● The task
Below are some entries. Repeat exactly the lines from the one with "Query: boat mast" through the one with "Where can you spot the reflection", and only those.

•••

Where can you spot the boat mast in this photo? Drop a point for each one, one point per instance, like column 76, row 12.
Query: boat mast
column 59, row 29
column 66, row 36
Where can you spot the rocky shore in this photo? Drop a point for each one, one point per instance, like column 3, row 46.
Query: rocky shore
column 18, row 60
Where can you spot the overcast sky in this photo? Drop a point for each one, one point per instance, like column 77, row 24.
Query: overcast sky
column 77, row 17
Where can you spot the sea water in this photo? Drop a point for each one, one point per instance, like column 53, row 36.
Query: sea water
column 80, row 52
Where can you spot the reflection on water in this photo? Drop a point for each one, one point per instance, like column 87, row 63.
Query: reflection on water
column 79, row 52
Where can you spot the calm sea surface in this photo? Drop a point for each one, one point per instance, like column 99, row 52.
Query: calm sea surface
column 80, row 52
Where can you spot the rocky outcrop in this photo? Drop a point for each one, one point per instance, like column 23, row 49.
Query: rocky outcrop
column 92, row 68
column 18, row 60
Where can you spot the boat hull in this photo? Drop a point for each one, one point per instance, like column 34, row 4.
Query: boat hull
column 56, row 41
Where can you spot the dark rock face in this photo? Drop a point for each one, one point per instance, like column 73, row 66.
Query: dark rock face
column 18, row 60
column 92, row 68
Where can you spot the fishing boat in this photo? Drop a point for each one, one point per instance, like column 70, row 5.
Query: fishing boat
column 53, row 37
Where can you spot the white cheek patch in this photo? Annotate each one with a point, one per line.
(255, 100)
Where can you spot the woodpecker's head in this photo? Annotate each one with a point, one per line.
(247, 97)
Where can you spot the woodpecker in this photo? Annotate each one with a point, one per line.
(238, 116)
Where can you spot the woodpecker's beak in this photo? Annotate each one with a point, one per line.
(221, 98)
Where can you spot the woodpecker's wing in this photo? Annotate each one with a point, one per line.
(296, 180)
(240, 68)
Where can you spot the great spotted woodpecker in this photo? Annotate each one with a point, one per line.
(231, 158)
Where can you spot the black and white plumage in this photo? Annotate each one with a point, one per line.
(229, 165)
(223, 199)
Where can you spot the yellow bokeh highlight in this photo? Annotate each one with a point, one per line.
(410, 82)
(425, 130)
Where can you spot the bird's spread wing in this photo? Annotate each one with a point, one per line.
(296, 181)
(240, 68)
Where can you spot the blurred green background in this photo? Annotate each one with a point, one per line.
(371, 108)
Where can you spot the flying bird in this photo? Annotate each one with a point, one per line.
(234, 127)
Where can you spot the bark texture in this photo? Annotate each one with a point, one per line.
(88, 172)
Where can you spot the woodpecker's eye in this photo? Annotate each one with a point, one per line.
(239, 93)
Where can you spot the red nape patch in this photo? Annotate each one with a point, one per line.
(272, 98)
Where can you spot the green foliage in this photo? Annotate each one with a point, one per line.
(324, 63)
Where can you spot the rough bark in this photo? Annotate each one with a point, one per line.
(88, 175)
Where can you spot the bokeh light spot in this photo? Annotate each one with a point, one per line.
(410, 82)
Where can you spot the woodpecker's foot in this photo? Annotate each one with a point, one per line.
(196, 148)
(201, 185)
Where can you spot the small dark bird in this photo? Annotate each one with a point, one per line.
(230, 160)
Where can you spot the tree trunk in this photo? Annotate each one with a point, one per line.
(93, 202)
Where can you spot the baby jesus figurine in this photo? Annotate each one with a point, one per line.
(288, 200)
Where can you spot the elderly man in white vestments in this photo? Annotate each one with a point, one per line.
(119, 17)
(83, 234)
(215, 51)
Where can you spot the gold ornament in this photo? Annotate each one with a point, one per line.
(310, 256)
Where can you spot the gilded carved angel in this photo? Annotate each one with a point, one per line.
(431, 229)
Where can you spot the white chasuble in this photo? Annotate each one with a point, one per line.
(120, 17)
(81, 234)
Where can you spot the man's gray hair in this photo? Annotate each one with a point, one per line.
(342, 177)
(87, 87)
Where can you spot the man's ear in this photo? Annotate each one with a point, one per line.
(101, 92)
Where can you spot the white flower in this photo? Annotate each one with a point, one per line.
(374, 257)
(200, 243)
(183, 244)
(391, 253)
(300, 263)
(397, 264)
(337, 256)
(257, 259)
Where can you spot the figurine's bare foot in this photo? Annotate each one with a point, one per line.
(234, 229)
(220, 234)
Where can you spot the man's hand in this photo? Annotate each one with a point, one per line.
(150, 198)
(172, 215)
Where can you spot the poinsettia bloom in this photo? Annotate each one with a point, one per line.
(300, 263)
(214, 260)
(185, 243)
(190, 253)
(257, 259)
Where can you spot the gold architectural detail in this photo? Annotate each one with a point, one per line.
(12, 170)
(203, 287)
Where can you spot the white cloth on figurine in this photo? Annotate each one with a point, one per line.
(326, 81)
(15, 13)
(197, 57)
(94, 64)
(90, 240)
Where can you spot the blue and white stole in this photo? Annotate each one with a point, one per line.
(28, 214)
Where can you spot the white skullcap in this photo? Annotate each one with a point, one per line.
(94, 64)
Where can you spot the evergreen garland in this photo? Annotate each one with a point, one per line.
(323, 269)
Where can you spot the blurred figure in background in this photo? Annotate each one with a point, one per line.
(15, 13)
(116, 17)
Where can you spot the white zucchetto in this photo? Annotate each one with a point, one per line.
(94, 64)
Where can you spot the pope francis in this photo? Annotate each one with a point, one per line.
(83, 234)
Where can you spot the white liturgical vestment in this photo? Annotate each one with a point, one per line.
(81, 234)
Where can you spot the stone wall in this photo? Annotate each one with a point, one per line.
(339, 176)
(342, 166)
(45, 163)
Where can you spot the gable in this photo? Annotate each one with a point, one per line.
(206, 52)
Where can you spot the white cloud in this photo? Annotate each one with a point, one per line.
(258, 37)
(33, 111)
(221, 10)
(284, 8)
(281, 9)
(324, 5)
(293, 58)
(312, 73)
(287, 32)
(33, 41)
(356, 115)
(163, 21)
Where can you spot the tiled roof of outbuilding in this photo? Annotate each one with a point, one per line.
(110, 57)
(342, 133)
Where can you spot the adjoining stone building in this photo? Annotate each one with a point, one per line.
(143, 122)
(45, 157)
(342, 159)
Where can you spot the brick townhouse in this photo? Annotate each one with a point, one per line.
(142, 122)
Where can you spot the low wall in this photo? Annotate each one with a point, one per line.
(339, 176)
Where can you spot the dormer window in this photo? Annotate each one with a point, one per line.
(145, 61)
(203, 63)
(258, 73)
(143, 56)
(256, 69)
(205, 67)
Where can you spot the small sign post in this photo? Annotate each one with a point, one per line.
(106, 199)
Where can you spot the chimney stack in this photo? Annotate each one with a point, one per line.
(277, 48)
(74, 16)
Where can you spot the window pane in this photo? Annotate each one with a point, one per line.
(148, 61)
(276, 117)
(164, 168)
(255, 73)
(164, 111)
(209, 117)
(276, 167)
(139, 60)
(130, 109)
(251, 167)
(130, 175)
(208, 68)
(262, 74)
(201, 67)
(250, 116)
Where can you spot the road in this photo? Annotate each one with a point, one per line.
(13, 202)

•••

● Task response
Query: boat mast
column 59, row 29
column 66, row 36
Where can you spot the rocky shore in this photo? Drop a point for each one, one point per instance, like column 3, row 46.
Query: rocky shore
column 18, row 60
Where can you spot the overcast sky in this photo? Drop a point for each one, one point per instance, like column 77, row 24.
Query: overcast sky
column 77, row 17
Where can you spot the sea water in this photo? Drop a point for each one, one point per instance, like column 53, row 36.
Query: sea water
column 80, row 52
Where can you spot the reflection on water in this photo? Drop a point for each one, one point per instance, like column 87, row 63.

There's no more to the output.